* _Data for analysis_:
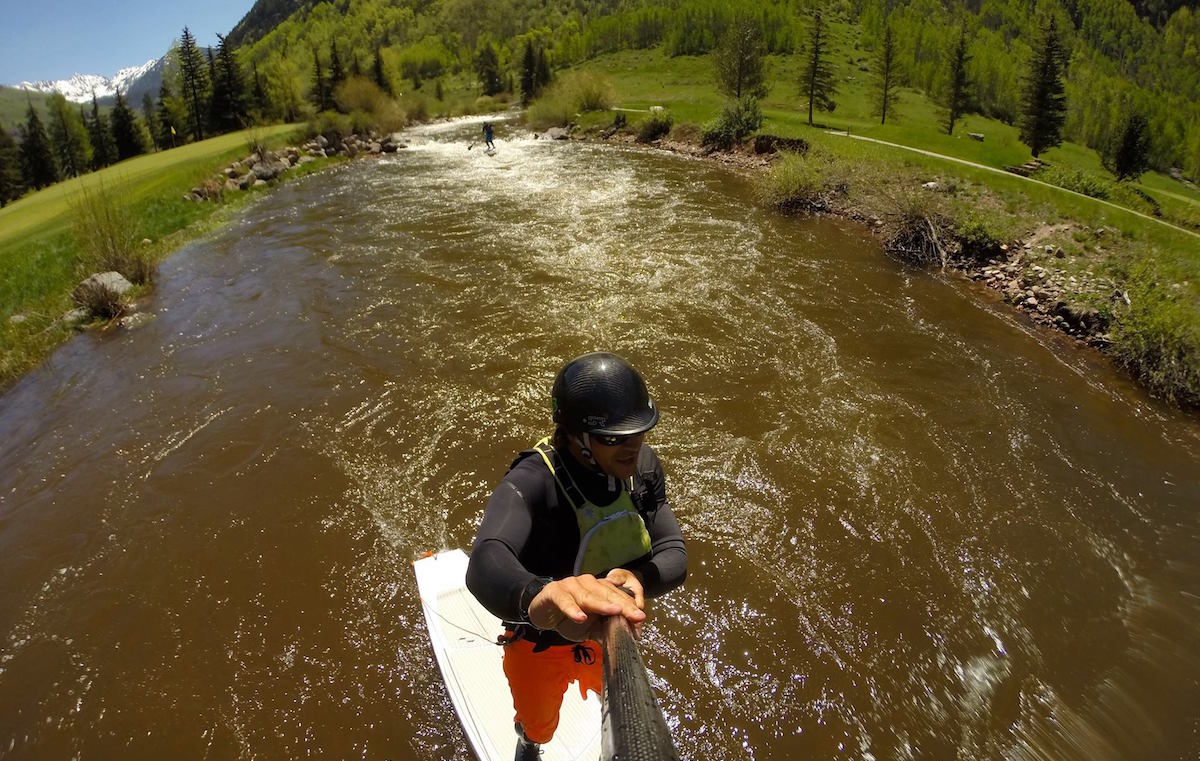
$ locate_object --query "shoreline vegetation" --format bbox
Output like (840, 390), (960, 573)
(592, 122), (1199, 409)
(1, 103), (1196, 410)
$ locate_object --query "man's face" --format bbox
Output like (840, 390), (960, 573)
(588, 433), (645, 480)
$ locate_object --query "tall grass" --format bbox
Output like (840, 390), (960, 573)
(69, 179), (154, 285)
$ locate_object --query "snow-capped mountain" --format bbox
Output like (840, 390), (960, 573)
(16, 58), (160, 103)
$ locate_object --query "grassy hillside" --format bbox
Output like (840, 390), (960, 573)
(0, 87), (53, 133)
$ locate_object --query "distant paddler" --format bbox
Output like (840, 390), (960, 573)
(466, 352), (688, 761)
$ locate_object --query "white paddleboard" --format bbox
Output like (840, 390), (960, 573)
(413, 549), (602, 761)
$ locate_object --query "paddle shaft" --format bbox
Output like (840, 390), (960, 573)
(599, 614), (681, 761)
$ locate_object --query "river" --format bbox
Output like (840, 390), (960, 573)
(1, 117), (1197, 760)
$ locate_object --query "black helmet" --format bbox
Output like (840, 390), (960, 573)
(551, 352), (660, 436)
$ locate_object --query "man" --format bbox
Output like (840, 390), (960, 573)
(466, 352), (688, 761)
(483, 121), (495, 150)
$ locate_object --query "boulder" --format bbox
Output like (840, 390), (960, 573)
(238, 173), (255, 190)
(72, 272), (133, 309)
(369, 142), (383, 154)
(298, 155), (316, 165)
(968, 132), (985, 141)
(381, 142), (400, 153)
(544, 127), (570, 140)
(922, 181), (940, 191)
(316, 135), (329, 148)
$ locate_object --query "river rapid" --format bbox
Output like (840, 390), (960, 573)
(1, 117), (1197, 760)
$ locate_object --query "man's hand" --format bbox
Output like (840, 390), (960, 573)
(527, 573), (646, 642)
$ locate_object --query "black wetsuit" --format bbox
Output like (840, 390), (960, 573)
(466, 442), (687, 646)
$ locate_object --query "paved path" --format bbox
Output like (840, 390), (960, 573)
(827, 131), (1200, 241)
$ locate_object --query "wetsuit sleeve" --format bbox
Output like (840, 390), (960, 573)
(634, 447), (688, 599)
(465, 464), (542, 622)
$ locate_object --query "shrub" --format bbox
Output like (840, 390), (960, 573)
(525, 72), (615, 130)
(637, 110), (673, 143)
(701, 96), (763, 150)
(308, 111), (354, 144)
(70, 180), (154, 285)
(1035, 166), (1112, 200)
(72, 279), (125, 320)
(334, 78), (407, 133)
(882, 190), (952, 268)
(952, 211), (1006, 262)
(758, 151), (836, 212)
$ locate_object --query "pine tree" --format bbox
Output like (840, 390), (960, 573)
(312, 49), (331, 111)
(714, 12), (769, 100)
(209, 34), (248, 134)
(141, 92), (162, 151)
(1104, 112), (1151, 180)
(19, 101), (58, 190)
(46, 92), (92, 177)
(0, 127), (25, 206)
(1018, 17), (1068, 158)
(351, 51), (362, 78)
(475, 42), (502, 96)
(177, 27), (210, 142)
(373, 48), (390, 94)
(944, 23), (971, 136)
(110, 88), (145, 160)
(84, 94), (116, 170)
(535, 48), (551, 92)
(875, 23), (901, 125)
(329, 42), (345, 92)
(800, 9), (837, 126)
(520, 40), (537, 104)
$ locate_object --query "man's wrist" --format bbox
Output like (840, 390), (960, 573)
(519, 576), (553, 624)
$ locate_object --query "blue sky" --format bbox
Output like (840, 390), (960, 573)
(0, 0), (253, 84)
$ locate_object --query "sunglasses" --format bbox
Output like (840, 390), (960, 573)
(592, 432), (641, 447)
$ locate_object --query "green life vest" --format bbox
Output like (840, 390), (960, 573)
(532, 437), (652, 576)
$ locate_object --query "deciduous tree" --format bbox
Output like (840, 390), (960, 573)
(1019, 16), (1068, 157)
(141, 92), (162, 151)
(714, 12), (769, 100)
(800, 8), (837, 126)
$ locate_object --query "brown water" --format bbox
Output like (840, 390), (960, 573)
(2, 117), (1198, 760)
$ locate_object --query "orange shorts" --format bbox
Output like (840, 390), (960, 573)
(501, 633), (603, 744)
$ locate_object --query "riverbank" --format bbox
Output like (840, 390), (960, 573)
(573, 121), (1199, 410)
(0, 126), (366, 391)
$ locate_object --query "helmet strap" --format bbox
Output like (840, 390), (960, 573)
(575, 433), (619, 488)
(576, 433), (598, 467)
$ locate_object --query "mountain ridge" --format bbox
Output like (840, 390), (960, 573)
(15, 58), (160, 104)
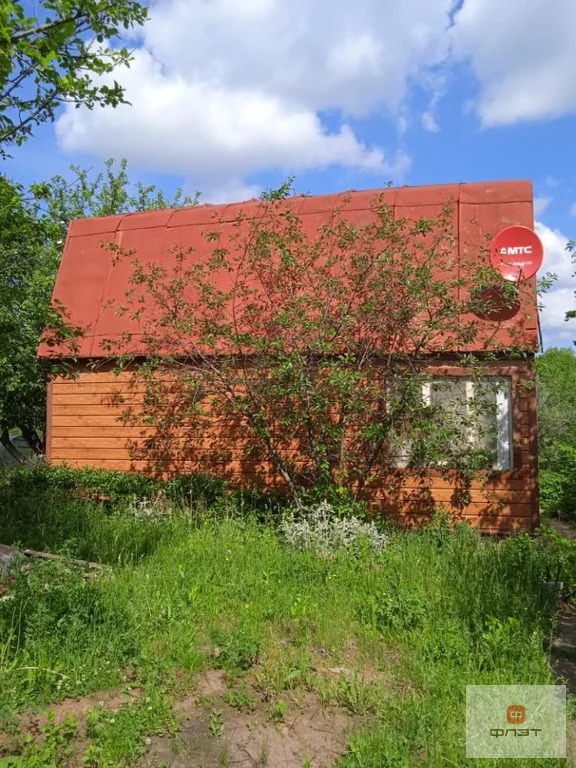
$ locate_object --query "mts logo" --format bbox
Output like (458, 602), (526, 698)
(499, 246), (533, 256)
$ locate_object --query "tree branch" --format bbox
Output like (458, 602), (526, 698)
(10, 9), (88, 42)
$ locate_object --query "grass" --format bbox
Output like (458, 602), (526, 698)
(0, 487), (178, 565)
(0, 476), (574, 766)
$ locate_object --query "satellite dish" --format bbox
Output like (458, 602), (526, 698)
(489, 226), (544, 282)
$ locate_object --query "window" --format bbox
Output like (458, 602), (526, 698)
(392, 377), (512, 471)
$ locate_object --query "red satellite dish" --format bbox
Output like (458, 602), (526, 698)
(490, 226), (544, 282)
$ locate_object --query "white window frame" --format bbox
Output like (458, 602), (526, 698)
(410, 377), (512, 471)
(494, 379), (512, 471)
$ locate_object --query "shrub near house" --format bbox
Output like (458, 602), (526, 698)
(537, 347), (576, 522)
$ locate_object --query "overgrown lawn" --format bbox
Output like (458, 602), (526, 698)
(0, 476), (573, 766)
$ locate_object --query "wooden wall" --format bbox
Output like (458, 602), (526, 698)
(47, 360), (539, 534)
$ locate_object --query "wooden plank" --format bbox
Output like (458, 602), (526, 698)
(52, 396), (221, 410)
(50, 447), (266, 462)
(519, 423), (531, 439)
(53, 371), (135, 384)
(56, 369), (534, 391)
(51, 414), (250, 428)
(48, 357), (538, 534)
(59, 381), (185, 393)
(50, 426), (261, 439)
(53, 438), (133, 449)
(52, 393), (145, 406)
(52, 426), (157, 438)
(395, 502), (534, 518)
(400, 513), (530, 533)
(365, 475), (531, 491)
(50, 458), (278, 482)
(52, 436), (279, 451)
(51, 458), (147, 471)
(455, 503), (533, 518)
(23, 548), (102, 570)
(51, 405), (138, 416)
(53, 415), (134, 426)
(52, 448), (133, 459)
(368, 487), (530, 505)
(53, 382), (148, 395)
(51, 447), (271, 460)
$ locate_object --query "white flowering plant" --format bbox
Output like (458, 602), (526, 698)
(123, 497), (169, 522)
(280, 500), (388, 556)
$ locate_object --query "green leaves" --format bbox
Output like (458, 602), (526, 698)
(1, 0), (148, 151)
(537, 348), (576, 522)
(0, 159), (198, 454)
(536, 347), (576, 463)
(107, 189), (517, 509)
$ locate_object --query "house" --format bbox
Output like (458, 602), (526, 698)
(38, 180), (540, 532)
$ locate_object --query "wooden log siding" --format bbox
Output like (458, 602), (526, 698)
(47, 359), (538, 533)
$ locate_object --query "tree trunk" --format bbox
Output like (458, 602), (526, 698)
(0, 429), (25, 464)
(19, 425), (45, 455)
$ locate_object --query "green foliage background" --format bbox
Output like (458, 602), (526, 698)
(536, 347), (576, 521)
(0, 159), (197, 455)
(1, 0), (147, 149)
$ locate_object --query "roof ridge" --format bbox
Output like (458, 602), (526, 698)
(67, 180), (533, 232)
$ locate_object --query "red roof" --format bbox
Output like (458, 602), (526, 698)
(38, 180), (538, 358)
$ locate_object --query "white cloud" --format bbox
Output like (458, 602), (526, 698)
(55, 0), (576, 193)
(140, 0), (454, 117)
(56, 0), (455, 191)
(422, 111), (440, 133)
(57, 50), (393, 181)
(536, 221), (575, 346)
(534, 196), (552, 217)
(450, 0), (576, 126)
(203, 178), (262, 205)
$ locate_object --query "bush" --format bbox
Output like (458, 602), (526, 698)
(540, 469), (567, 516)
(0, 463), (160, 503)
(0, 463), (231, 506)
(539, 443), (576, 521)
(501, 527), (576, 597)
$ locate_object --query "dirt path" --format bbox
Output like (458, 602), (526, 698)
(549, 519), (576, 541)
(548, 518), (576, 762)
(139, 670), (355, 768)
(549, 517), (576, 694)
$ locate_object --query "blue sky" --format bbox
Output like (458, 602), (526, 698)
(6, 0), (576, 348)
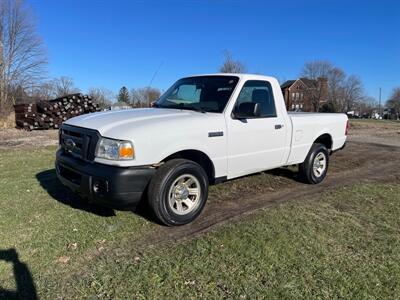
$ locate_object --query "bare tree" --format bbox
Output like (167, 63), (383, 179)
(23, 76), (81, 100)
(300, 61), (332, 111)
(301, 60), (333, 80)
(53, 76), (80, 97)
(25, 80), (56, 101)
(219, 50), (247, 73)
(387, 87), (400, 119)
(342, 75), (364, 112)
(300, 60), (365, 113)
(358, 96), (378, 117)
(327, 67), (345, 108)
(130, 87), (161, 107)
(88, 87), (114, 109)
(0, 0), (47, 113)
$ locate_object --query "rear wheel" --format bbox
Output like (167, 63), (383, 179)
(148, 159), (208, 226)
(299, 143), (329, 184)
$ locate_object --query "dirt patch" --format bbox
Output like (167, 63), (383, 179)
(54, 120), (400, 281)
(138, 140), (400, 247)
(0, 128), (58, 149)
(349, 120), (400, 147)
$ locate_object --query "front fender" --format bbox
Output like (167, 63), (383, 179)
(154, 139), (227, 178)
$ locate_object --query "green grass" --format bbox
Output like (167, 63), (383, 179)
(60, 184), (400, 299)
(1, 147), (400, 299)
(0, 147), (153, 298)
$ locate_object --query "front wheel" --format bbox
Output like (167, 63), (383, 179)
(148, 159), (209, 226)
(299, 143), (329, 184)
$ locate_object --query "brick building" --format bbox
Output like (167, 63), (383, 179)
(281, 77), (328, 112)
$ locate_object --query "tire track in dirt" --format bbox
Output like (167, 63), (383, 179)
(144, 140), (400, 245)
(63, 138), (399, 283)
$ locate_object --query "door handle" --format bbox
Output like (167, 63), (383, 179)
(275, 124), (284, 129)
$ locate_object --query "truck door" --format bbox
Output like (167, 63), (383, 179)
(226, 80), (287, 178)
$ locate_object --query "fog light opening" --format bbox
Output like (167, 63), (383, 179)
(93, 179), (108, 194)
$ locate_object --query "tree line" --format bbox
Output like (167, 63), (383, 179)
(116, 86), (161, 108)
(220, 51), (400, 119)
(0, 0), (398, 119)
(0, 0), (161, 115)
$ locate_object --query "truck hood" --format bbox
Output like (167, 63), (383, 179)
(64, 108), (223, 140)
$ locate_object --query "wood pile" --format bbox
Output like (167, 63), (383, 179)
(14, 93), (101, 130)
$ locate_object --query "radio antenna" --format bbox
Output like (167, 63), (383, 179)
(148, 61), (164, 87)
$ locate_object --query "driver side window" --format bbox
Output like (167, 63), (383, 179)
(235, 80), (277, 118)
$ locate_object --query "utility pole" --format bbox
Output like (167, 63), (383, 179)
(378, 87), (382, 118)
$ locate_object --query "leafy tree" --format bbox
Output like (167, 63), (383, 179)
(117, 86), (130, 103)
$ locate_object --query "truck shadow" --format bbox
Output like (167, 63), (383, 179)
(36, 169), (116, 217)
(0, 248), (38, 300)
(267, 167), (300, 182)
(35, 167), (300, 224)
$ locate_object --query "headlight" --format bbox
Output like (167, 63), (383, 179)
(95, 137), (135, 160)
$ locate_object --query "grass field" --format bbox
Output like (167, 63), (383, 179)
(1, 145), (400, 299)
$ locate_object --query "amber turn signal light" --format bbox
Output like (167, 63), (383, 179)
(119, 143), (134, 159)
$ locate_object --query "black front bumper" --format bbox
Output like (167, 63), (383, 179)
(56, 149), (156, 209)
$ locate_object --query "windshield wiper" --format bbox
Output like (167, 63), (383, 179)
(160, 103), (207, 113)
(182, 106), (207, 113)
(152, 102), (164, 108)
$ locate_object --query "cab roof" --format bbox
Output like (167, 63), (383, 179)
(184, 73), (278, 82)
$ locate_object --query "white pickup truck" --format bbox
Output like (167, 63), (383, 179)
(56, 74), (348, 225)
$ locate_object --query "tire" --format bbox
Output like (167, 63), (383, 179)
(148, 159), (209, 226)
(299, 143), (329, 184)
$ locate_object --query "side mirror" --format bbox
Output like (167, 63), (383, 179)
(234, 102), (261, 119)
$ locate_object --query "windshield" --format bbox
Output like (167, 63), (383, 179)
(155, 76), (239, 113)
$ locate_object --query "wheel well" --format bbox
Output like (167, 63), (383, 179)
(161, 150), (215, 183)
(314, 134), (333, 150)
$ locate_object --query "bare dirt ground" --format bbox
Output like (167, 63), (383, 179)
(0, 128), (58, 149)
(142, 140), (400, 245)
(139, 120), (400, 245)
(349, 120), (400, 147)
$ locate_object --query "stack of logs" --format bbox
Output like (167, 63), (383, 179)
(14, 93), (101, 130)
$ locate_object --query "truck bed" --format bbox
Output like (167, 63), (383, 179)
(286, 112), (348, 165)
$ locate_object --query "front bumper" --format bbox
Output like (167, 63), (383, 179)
(55, 149), (156, 209)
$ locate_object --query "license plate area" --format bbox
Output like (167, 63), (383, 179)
(58, 164), (82, 186)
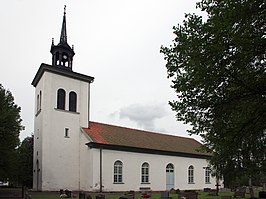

* _Your assignment_: Look through the material and say how many lines hold "house". Give the number only.

* _Output_: 2